**Assigned task:** Copy out every line from the records that includes "below".

=======

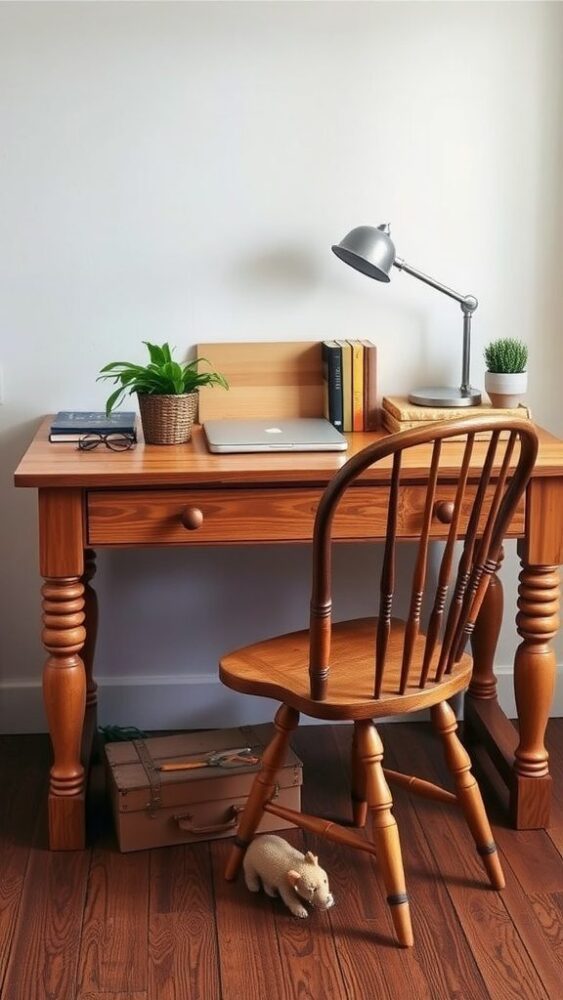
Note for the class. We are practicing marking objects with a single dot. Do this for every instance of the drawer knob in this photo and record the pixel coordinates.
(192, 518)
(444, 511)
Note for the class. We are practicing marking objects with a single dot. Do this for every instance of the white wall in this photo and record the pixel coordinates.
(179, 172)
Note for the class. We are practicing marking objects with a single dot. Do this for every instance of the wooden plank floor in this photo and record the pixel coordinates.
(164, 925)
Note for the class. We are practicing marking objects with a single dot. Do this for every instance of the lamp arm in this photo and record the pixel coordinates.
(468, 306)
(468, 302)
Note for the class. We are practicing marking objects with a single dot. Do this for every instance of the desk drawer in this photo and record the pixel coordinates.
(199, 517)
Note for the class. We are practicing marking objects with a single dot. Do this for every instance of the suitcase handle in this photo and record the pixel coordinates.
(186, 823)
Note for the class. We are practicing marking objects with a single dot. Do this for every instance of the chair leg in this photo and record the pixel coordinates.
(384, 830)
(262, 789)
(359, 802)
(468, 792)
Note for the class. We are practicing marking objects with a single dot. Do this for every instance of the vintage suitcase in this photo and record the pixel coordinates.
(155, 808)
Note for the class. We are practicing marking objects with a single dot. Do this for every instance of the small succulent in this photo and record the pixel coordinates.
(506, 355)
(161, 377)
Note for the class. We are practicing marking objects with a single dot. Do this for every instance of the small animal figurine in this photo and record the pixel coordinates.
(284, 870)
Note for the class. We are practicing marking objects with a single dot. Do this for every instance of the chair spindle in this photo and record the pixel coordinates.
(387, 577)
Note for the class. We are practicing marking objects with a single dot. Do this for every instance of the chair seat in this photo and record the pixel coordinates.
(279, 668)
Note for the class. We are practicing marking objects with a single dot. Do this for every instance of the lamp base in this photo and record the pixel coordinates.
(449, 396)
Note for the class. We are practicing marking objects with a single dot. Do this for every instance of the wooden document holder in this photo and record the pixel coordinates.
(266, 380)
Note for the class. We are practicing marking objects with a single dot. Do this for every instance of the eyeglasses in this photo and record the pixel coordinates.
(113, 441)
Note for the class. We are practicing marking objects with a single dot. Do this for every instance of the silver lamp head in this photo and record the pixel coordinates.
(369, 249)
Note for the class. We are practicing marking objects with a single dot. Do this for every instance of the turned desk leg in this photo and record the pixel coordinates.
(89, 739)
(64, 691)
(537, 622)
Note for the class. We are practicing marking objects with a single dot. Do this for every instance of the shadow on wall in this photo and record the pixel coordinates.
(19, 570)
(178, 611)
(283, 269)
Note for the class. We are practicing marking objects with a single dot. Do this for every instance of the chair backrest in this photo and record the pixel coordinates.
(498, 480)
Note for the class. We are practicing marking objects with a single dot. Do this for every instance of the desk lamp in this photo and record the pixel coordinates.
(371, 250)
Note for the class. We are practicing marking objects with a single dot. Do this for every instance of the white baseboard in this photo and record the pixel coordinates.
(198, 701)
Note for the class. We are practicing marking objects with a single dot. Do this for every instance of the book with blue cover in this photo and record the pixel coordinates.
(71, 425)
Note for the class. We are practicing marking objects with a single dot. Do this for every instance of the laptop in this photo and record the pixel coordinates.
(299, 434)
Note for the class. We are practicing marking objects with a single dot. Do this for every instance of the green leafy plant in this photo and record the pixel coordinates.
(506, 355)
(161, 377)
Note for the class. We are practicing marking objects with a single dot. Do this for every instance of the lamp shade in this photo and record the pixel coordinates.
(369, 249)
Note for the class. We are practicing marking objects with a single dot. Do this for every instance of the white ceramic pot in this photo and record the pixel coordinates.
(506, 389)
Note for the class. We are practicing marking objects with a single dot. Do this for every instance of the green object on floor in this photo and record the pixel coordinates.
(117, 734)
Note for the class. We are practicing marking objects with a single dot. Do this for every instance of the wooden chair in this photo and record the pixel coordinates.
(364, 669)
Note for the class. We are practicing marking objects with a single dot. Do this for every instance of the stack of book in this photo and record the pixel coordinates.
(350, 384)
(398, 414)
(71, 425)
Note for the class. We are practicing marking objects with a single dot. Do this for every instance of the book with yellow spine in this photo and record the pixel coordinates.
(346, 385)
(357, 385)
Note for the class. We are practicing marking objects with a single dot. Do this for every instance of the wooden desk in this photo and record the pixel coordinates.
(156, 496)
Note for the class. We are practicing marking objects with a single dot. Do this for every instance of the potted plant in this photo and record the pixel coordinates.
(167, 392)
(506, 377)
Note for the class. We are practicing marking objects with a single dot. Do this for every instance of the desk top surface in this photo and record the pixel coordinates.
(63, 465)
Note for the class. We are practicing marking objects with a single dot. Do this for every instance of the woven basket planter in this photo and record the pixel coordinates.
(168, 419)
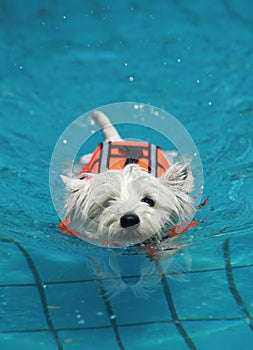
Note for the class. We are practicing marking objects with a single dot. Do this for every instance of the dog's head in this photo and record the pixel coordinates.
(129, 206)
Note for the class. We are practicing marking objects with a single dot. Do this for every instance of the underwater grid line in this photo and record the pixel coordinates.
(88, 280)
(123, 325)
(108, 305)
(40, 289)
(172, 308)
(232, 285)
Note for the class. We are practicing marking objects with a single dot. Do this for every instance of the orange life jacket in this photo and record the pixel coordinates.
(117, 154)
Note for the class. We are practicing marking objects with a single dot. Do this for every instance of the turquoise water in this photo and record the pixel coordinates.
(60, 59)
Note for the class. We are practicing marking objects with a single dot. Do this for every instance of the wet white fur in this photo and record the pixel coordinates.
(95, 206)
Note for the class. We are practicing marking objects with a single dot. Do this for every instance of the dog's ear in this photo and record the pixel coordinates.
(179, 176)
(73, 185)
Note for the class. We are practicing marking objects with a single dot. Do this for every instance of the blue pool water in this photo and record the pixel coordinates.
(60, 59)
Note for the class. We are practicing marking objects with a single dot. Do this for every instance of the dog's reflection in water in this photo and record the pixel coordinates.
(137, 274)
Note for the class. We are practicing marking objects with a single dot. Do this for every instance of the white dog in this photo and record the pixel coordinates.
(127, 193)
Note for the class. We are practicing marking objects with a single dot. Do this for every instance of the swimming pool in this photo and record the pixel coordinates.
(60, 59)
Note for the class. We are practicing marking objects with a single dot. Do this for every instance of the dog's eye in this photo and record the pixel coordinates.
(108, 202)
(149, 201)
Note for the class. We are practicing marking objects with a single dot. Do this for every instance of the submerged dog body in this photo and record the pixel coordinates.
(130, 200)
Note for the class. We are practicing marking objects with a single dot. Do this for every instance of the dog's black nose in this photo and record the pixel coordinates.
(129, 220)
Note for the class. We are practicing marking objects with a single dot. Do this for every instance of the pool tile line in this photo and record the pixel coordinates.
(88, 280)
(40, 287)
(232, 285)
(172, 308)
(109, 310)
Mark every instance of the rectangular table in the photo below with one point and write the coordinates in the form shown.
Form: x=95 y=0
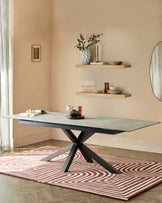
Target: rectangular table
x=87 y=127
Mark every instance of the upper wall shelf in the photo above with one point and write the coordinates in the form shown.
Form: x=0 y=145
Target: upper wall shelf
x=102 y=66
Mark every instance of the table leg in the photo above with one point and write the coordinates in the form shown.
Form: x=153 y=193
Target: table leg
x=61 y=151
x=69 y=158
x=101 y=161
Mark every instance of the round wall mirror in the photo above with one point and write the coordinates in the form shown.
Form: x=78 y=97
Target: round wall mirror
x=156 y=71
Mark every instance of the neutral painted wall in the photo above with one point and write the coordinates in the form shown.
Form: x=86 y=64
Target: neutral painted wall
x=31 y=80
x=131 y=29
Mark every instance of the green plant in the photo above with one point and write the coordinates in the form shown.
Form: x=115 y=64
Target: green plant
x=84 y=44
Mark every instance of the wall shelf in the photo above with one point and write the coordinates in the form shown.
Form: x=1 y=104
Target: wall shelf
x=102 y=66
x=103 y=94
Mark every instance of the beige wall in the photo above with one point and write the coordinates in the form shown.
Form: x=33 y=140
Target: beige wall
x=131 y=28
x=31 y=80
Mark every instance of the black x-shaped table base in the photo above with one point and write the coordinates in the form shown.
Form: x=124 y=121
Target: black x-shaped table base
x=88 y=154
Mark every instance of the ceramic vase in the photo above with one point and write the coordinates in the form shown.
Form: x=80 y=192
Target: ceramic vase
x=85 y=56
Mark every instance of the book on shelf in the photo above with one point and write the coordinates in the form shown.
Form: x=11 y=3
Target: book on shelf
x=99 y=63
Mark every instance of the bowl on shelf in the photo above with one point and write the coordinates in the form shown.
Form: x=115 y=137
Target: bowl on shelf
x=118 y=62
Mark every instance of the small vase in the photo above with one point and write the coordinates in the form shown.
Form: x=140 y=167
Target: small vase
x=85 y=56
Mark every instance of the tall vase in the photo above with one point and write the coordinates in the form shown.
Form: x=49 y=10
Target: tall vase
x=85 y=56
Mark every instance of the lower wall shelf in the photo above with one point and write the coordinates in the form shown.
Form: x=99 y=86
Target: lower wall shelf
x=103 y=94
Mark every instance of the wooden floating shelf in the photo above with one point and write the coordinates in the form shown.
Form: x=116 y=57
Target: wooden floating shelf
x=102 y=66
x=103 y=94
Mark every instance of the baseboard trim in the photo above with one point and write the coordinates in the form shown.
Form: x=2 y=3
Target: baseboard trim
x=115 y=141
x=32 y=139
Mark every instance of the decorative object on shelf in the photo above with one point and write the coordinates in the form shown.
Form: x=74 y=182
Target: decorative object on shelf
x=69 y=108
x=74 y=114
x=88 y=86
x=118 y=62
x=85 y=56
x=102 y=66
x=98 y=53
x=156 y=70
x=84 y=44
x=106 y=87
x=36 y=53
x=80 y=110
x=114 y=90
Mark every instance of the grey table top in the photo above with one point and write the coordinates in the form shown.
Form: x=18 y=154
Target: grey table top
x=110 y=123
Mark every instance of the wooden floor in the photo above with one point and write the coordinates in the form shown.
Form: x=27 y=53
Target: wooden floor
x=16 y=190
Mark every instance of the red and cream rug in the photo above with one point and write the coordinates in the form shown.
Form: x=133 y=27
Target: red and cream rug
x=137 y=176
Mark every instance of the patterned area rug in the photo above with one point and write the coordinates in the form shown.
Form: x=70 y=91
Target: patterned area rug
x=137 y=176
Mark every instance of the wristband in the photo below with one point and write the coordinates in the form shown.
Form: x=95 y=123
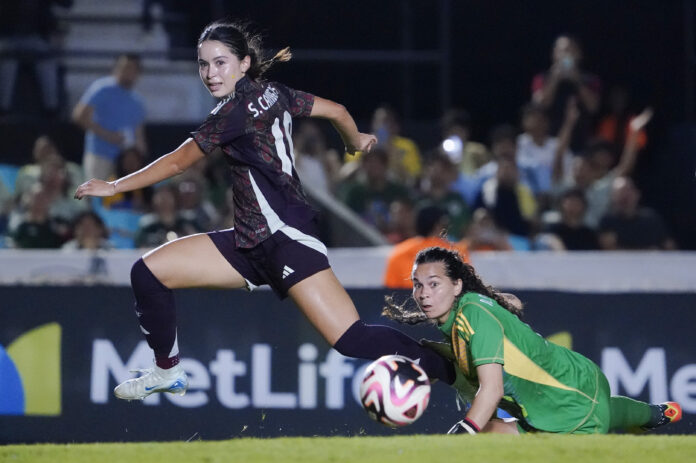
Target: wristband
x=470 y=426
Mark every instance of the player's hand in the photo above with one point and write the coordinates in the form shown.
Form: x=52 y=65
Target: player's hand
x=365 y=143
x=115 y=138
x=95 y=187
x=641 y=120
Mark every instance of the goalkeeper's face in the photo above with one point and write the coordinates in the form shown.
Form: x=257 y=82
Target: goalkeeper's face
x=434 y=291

=======

**Final answer:**
Mark every instance of the rectangular table in the photo below with one point and write the coordinates in the form shown.
Mark every instance of the wristband in the photo below with one point and write the coordinates in the form shown.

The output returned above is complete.